■ Document section:
=-=-=

Photo by Matthew Henry | Source: Unsplash

For most, New Year's represents the best time to make big, positive changes to life; whether tackling a new diet or undergoing a stringent exercise regimen.

Although it is far more glamourous to focus on the hardest objectives that net the most visible results, it's those simple, small shifts to other parts of life, such as sleep, that possess an equivalent if not greater payoff.

The days spent in 2022 to focus on the goals needed to live a happy, fulfilling life require lots of energy. To produce an abundant supply, the nights must be optimized. Here's how!

Table of Contents:

  1. Eschew All Electronics From The Bedroom
  2. Make Extra Time To Wind Down Before Bed
  3. Spend Time Outside Everyday
  4. Evolve Your Bedroom Into A Dreamhaven
  5. Fix The Sleep Schedule
  6. Improve Your Diet To Optimize Your Sleep

Eschew All Electronics From The Bedroom

Of all the tasks necessary for better sleep, it would seem that the simplest is in fact the greatest challenge. Smartphones have been widely observed as bad for sleep in general--from social media provoking stress to the endless buzzing of notifications from every app imaginable.

=-=-=

■ Entries shown:
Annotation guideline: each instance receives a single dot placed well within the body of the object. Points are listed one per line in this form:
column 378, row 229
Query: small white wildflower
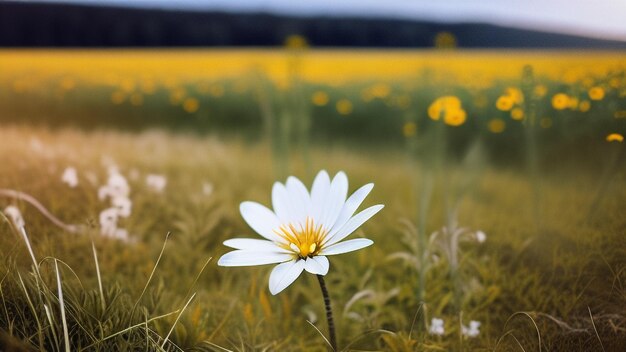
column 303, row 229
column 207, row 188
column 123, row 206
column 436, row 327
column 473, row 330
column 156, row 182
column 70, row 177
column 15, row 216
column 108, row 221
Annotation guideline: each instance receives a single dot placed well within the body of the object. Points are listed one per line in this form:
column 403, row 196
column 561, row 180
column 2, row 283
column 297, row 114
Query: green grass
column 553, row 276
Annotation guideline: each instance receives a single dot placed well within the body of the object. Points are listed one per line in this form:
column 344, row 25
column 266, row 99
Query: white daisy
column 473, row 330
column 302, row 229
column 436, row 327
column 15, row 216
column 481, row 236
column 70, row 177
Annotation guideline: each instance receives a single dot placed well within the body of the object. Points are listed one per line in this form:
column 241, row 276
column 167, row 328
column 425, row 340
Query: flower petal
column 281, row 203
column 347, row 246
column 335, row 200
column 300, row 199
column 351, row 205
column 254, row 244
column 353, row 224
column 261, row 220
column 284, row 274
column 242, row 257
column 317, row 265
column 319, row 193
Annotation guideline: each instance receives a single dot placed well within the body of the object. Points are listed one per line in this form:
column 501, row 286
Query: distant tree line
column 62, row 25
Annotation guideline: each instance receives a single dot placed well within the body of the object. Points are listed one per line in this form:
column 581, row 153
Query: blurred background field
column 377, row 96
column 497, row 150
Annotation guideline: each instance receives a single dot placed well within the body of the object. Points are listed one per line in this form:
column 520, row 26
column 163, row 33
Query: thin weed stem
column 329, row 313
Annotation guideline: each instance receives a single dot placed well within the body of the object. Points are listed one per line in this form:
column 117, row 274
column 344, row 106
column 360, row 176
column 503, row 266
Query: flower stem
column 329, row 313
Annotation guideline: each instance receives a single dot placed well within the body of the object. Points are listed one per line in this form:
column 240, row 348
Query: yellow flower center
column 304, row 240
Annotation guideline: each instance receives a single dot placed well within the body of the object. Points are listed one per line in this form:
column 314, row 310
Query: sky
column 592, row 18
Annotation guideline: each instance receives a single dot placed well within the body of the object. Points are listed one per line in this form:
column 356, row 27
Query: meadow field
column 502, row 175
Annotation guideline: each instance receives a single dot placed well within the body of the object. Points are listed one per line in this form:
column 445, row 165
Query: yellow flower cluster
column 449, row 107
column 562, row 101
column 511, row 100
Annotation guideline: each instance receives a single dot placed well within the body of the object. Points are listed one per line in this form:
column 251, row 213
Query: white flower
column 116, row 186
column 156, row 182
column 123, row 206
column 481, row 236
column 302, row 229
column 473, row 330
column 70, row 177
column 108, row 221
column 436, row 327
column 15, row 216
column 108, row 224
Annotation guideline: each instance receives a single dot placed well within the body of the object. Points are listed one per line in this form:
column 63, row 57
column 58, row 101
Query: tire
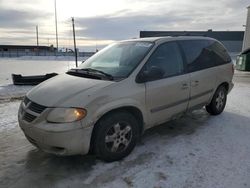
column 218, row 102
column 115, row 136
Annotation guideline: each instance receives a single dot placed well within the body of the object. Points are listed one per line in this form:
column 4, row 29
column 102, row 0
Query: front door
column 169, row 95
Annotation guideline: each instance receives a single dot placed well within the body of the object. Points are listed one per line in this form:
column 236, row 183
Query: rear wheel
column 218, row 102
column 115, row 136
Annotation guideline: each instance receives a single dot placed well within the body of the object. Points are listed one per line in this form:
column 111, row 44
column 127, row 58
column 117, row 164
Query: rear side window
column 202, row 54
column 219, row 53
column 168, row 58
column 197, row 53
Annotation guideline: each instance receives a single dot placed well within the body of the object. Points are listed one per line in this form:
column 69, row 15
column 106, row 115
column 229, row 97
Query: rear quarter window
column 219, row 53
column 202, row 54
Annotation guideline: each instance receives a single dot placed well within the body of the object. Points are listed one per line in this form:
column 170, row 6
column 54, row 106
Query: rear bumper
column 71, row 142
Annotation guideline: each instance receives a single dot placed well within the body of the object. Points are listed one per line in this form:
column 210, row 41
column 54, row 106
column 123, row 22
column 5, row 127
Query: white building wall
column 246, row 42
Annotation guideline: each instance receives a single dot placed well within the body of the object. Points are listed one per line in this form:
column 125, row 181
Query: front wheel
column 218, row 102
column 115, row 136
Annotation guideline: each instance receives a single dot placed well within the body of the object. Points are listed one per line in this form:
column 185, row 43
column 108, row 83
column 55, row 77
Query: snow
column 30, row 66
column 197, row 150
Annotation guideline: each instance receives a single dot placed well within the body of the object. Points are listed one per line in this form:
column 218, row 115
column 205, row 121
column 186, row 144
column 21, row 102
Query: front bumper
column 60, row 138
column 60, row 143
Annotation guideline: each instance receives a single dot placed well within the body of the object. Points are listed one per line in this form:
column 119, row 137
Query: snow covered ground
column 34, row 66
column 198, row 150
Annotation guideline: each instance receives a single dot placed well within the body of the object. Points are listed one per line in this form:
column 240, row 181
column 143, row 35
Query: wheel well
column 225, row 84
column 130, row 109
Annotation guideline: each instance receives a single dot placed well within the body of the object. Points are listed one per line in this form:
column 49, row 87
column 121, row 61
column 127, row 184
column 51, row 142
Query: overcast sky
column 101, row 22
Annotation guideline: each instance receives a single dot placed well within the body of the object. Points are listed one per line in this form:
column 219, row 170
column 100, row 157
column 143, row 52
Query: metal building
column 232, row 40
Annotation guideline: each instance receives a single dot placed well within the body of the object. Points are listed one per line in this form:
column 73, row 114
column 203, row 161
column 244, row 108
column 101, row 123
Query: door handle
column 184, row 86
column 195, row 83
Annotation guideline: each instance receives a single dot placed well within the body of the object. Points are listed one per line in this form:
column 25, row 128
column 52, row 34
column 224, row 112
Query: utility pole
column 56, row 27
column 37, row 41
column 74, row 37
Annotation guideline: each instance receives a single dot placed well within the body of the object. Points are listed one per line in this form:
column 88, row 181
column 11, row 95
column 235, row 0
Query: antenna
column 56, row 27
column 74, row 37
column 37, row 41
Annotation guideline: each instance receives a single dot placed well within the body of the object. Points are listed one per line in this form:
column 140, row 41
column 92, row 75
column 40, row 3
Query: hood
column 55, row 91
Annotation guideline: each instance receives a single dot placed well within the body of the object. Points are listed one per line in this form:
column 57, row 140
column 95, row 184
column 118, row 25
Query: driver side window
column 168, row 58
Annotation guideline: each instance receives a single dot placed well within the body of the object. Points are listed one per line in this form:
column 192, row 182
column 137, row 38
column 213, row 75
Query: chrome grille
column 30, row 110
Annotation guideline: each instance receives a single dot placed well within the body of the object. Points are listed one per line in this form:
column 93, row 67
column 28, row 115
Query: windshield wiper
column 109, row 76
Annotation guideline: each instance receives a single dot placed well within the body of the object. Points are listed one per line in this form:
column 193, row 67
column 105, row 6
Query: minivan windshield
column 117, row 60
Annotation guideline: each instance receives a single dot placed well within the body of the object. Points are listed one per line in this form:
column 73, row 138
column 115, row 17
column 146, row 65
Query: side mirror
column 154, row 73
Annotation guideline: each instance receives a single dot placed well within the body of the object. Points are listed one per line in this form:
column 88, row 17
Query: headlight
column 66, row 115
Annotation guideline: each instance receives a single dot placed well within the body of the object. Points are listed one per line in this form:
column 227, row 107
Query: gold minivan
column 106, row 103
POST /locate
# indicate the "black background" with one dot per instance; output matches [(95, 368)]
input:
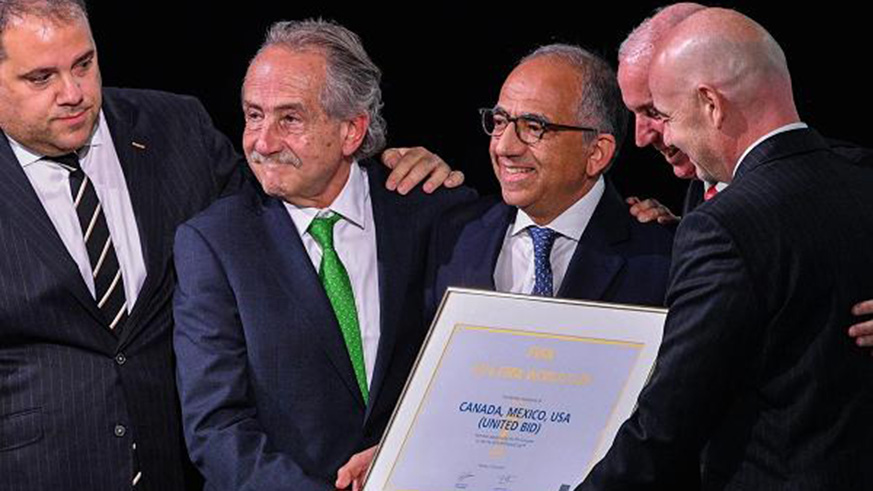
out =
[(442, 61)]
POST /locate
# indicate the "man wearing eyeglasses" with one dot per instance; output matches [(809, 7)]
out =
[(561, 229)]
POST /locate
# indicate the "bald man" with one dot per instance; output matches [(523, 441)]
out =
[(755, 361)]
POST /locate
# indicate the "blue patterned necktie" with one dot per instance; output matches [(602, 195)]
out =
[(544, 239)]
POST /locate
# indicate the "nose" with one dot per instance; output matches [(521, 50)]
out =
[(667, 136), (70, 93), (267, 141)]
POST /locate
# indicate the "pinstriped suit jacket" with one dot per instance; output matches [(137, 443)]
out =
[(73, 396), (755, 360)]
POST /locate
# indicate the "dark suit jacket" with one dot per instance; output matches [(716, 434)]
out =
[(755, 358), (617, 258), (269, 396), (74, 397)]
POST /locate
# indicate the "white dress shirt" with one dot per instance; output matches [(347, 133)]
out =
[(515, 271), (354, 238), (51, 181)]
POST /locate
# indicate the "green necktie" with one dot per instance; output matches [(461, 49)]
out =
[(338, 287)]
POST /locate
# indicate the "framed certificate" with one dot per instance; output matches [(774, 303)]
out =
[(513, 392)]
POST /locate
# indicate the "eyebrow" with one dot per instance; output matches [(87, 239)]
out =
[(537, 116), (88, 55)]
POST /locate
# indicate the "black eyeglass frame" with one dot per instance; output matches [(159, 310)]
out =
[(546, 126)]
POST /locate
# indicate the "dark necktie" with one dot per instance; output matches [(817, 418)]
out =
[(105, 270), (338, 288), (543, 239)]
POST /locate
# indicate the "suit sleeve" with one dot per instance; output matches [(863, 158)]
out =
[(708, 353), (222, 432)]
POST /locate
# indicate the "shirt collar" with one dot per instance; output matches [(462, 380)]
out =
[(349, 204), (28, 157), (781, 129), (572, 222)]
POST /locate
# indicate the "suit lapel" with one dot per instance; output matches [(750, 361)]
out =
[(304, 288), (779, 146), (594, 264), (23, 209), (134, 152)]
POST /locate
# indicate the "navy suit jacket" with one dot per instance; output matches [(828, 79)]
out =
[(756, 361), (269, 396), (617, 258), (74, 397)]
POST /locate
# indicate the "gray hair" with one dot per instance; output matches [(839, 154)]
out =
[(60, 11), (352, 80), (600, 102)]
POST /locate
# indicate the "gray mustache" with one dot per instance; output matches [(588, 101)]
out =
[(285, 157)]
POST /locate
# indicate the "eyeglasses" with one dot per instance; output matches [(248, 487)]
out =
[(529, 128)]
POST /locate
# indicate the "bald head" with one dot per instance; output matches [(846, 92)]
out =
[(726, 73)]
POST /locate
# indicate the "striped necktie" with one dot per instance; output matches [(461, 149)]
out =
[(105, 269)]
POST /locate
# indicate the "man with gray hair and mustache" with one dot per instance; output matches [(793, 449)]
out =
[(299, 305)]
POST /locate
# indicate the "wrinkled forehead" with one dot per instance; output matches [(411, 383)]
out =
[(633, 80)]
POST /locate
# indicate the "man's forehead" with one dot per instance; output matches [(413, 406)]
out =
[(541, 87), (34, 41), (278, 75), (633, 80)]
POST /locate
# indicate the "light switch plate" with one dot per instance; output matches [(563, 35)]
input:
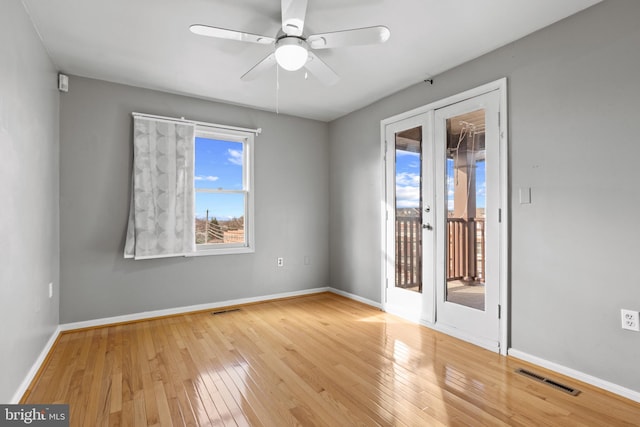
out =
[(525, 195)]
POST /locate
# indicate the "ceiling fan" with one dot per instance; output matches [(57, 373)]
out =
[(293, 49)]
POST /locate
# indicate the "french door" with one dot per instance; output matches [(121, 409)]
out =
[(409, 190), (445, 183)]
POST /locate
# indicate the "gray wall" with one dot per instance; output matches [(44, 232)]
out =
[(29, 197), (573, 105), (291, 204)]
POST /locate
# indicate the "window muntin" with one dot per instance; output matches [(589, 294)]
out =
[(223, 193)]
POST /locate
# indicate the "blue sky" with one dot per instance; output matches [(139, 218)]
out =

=-=-=

■ Exercise description: Write the next part of the article on sleeping better in the new year, picking up after its last sentence. The records are separate from the sleep article and have no connection to it.

■ Output for this task:
Let's not forget to mention the blue light emitting from screens that have been clinically proven to disrupt the human body's circadian rhythm; defined as the 24/hour wake-rest cycle that we are naturally attuned to follow in a pattern based on light.

Under regular circumstances, the brain begins releasing melatonin, the hormone responsible for drowsiness, approximately 2 hours prior to going to bed.

Photo by amenic181 | Source: iStock

Continuous exposure to blue light from screens in the few hours leading to sleep interrupts this flow and can lead to prolonged insomnia with lower quality sleep.

In the event you really can't live without your beloved mobile companion, give the sleep-friendly settings available on your device a try. One of the most subtle and easiest that can be used includes "Night Shift" for iOS and "Blue Light Filter" for Android. This assists in decreasing the exposure from blue light from sunset to sunrise or a customized schedule.

Despite the fact that such settings have yet to be proven through empirical research, this small change to one's tech use and lifestyle has the potential to be a boon to one's rest.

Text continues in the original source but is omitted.